--- Excerpted text ---
****
Given a Turing machine $M$ over the input alphabet $\Sigma$, any state $q$ of $M$ and a word $w \in \Sigma^*$, does the computation of $M$ on $w$ visit the state of $q$?

Which of the following statements about $X$ is correct?

  1. $X$ is decidable
  2. $X$ is undecidable but partially decidable
  3. $X$ is undecidable and not even  partially decidable
  4. $X$ is not a decision problem
asked in Theory of Computation by Veteran (59.5k points)
edited by | 2.1k views

1 Answer

+40 votes
Best answer
$X$ is undecidable but partially decidable.

We have the TM $M$. Just make the state $q$ the final state and make all other final states non-final and get a new TM $M'$. Give input $w$ to $M'$. If $w$ would have taken $M$ to state $q$ (yes case of the problem), our new TM $M'$ would accept it. So, the given problem is partially decidable.

If $M$ goes for an infinite loop and never reaches state $q$ (no case for the problem), $M'$ cannot output anything. This problem is the state entry problem, which like word accepting problem and halting problem is undecidable.
answered by Veteran (353k points)
edited by
Yeah..  But what if the state isn't a final state...? Shouldn't we think of that case too? I understand that this reduces to halting problem when the state q is final.. What if it isn't?
state q in M need not be final state. It is just that in our new machine M' we make q final and all other nonfinal.

M' works the same way as M (same rules) but in M' if it ever goes to q then we get an answer YES.
Can we use the rices theorem on this ? anyone please explain....

No, you can't use rice theorem here as rice theorem is applicable on the properties of languages. Here in the question this is not a property of a language.

Refer to this link.

 Also, if the property of TM is given then try to reduce it into the property of some language if you can do that then you can apply Rice theorem. But it is not possible in every case.

what is the difference between undecidable and partially decidable problems?
@arjun sir ,   what can we say about '' no case of the problem '' in which original M does not enters the state "q",  and halts and rejects the w on some other state   I think in  that case new machine  M' will also haltSand reject w ... then what we say about its decidability   ??
@sir can we say that if the above question was decidable then halting problem would be decidable?

I mean to say that we can reduce Halting problem to above problem(so called state entry problem).

.halting problem of turing machine is undecidable but partially deciadble hence this problem can be redu ced from halting problem so is undecidable put partially decidable

@Venkat Sai Yes Sir, you're right. My Bad. Thank you!
****
--- To be done ---
1. List the four statements about X that the forum thread offers as possible answers.
2. Count the lines of the records below that contain the string "dark". Case counts. Give only the number.
****
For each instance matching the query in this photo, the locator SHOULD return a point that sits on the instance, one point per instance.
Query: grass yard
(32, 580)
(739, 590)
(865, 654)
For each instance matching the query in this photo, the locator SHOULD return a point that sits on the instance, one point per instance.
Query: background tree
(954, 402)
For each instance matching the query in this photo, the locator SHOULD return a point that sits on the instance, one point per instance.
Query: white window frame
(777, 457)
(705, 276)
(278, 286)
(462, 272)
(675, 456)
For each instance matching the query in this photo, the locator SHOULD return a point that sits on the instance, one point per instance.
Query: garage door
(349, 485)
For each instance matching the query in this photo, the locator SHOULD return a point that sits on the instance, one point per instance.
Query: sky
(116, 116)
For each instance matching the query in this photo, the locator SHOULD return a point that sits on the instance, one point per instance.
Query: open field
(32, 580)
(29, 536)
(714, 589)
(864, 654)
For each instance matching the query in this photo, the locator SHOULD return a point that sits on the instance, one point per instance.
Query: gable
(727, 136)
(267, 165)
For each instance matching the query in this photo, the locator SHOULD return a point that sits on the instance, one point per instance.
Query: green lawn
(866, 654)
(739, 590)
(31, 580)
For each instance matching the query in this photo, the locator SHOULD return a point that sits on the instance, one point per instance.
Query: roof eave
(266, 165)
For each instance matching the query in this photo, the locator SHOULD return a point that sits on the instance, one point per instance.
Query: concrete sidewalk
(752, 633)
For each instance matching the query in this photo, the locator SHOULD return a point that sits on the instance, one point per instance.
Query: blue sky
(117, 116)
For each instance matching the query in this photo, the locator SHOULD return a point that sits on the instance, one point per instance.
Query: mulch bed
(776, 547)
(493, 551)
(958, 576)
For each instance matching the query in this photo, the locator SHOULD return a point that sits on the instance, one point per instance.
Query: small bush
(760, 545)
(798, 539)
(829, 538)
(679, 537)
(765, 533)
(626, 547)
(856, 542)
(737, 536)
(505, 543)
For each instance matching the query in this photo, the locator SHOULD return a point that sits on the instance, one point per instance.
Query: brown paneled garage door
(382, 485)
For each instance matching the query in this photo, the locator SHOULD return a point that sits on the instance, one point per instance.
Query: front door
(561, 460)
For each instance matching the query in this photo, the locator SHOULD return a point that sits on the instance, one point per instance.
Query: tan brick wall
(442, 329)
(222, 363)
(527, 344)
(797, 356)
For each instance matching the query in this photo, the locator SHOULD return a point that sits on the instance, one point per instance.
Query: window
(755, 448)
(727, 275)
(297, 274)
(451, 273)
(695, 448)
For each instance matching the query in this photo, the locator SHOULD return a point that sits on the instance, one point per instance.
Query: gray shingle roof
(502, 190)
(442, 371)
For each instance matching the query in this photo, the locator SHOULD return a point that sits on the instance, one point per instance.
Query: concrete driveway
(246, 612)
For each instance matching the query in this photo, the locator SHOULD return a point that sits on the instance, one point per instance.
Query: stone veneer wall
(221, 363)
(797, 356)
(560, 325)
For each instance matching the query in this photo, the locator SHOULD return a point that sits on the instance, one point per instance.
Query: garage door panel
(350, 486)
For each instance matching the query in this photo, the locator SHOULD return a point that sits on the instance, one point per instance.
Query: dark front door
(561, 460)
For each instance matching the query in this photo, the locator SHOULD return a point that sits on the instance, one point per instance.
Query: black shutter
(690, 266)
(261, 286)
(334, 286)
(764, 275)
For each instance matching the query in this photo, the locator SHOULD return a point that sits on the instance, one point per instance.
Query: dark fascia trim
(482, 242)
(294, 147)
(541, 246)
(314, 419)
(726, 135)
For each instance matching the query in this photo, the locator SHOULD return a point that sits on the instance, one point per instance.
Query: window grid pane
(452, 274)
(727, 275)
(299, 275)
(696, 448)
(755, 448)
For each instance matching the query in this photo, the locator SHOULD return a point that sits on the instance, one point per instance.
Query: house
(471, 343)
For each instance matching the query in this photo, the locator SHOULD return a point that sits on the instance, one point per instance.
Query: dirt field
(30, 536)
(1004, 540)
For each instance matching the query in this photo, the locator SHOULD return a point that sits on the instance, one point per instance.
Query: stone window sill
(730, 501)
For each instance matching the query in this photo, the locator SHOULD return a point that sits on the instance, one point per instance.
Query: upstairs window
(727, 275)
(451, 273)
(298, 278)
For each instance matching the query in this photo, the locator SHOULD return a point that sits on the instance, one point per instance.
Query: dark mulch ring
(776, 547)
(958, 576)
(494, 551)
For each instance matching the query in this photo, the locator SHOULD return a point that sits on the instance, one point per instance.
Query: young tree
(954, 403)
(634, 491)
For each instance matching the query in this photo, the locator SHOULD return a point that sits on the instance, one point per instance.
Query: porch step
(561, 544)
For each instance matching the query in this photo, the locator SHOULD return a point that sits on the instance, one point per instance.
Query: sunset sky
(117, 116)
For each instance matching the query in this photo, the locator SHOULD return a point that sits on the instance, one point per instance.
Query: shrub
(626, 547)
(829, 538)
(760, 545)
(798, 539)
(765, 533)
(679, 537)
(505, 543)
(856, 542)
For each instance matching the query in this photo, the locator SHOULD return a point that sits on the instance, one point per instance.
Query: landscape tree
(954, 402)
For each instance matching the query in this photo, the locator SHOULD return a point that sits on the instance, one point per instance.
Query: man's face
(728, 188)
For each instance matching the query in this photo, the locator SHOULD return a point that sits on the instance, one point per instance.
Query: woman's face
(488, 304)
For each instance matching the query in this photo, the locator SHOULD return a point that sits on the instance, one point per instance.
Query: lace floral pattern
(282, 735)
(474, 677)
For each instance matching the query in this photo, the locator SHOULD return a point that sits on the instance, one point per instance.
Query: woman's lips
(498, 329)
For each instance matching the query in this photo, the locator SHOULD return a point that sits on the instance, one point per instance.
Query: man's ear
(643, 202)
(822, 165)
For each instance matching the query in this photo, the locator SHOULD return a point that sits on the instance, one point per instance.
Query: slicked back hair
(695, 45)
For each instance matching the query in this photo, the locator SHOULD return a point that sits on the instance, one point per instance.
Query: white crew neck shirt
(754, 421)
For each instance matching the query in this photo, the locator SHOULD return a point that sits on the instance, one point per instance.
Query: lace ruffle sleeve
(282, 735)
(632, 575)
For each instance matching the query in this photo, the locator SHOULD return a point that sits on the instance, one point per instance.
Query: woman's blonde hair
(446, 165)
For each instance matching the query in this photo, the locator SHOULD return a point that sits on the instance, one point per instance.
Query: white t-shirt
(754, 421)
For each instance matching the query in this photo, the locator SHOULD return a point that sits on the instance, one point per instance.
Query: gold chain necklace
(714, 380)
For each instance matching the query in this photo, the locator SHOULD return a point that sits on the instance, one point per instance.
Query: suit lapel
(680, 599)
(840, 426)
****
--- Answers for the tasks ---
1.
1. X is decidable
2. X is undecidable but partially decidable
3. X is undecidable and not even partially decidable
4. X is not a decision problem

2. 3